BEGIN Page
# Holiday Songs



## Garren Jacobsen (Dec 15, 2015)

As the holidays approach us I love listening to the various holiday songs that are out there. So I figured I would post this thread for us to share some of our favorite songs and maybe a story to go along with it. So if you have a favorite Christmas, Hanukkah, Kwanza, Festivus, Life Day, or any other holiday that goes on during this holiday season. It can be traditional or non-traditional I don't particularly care. Here is one of my off the wall favorites.






I love this song for several reasons: 1) this is my favorite rendition of one of my favorite books _A Christmas Carol_; 2) this encapsulates Christmas in ways that many modern songs just don't; 3) Michael Caine 4) Muppets; 5) Muppets with Michael Caine.

What are your favorite songs for the holidays?


----------



## Ireth (Dec 15, 2015)

Funny you should ask. I just finished listening to this one:






There's no real story with this one, I just love it. ^^


----------



## CupofJoe (Dec 16, 2015)

I have just been made aware of this and it already one of my all time favourite Winter Festival tunes...




Soviet Era Official State Approved Jazz... What more could you wish for?


----------



## Ban (Dec 16, 2015)

Any christmas song sung by Dean Martin or Frank Sinatra. For some reason i associate these two with christmas.


----------



## Miskatonic (Dec 17, 2015)

Banten said:


> Any christmas song sung by Dean Martin or Frank Sinatra. For some reason i associate these two with christmas.



Rat Pack Christmas.


----------



## Heliotrope (Dec 20, 2015)

This one for me. I LOVE this rendition. 

Neil Diamond doing Oh Holy Night

https://www.youtube.com/watch?v=QNrwM3HYj1k


----------



## Velka (Dec 21, 2015)

My favourite modern interpretation of a holiday song is Pentatonix's Carol of the Bells.


----------



## Miskatonic (Dec 22, 2015)

Had the whole Aaron Nevelle Christmas album on CD back in the day.


----------



## Ireth (Dec 22, 2015)

Just remembered this one:


----------



## imagine123 (Dec 25, 2015)
END Page
BEGIN Data segment
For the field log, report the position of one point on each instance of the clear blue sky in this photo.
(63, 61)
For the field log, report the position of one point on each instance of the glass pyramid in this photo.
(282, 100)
END Data segment
- **Work to complete**:
A – Reproduce the holiday songs thread between "# Holiday Songs" and "with Michael Caine.", inclusive.
B – Answer these questions from the holiday songs thread:
(i) Which singer does Heliotrope name as performing Oh Holy Night?
(ii) Whose rendition of Carol of the Bells does Velka call a favorite modern interpretation?
(iii) Which artist's whole Christmas album did Miskatonic have on CD?

- **Answer set**:
A –
# Holiday Songs



## Garren Jacobsen (Dec 15, 2015)

As the holidays approach us I love listening to the various holiday songs that are out there. So I figured I would post this thread for us to share some of our favorite songs and maybe a story to go along with it. So if you have a favorite Christmas, Hanukkah, Kwanza, Festivus, Life Day, or any other holiday that goes on during this holiday season. It can be traditional or non-traditional I don't particularly care. Here is one of my off the wall favorites.






I love this song for several reasons: 1) this is my favorite rendition of one of my favorite books _A Christmas Carol_; 2) this encapsulates Christmas in ways that many modern songs just don't; 3) Michael Caine 4) Muppets; 5) Muppets with Michael Caine.

B –
(i) Neil Diamond
(ii) Pentatonix's
(iii) Aaron Nevelle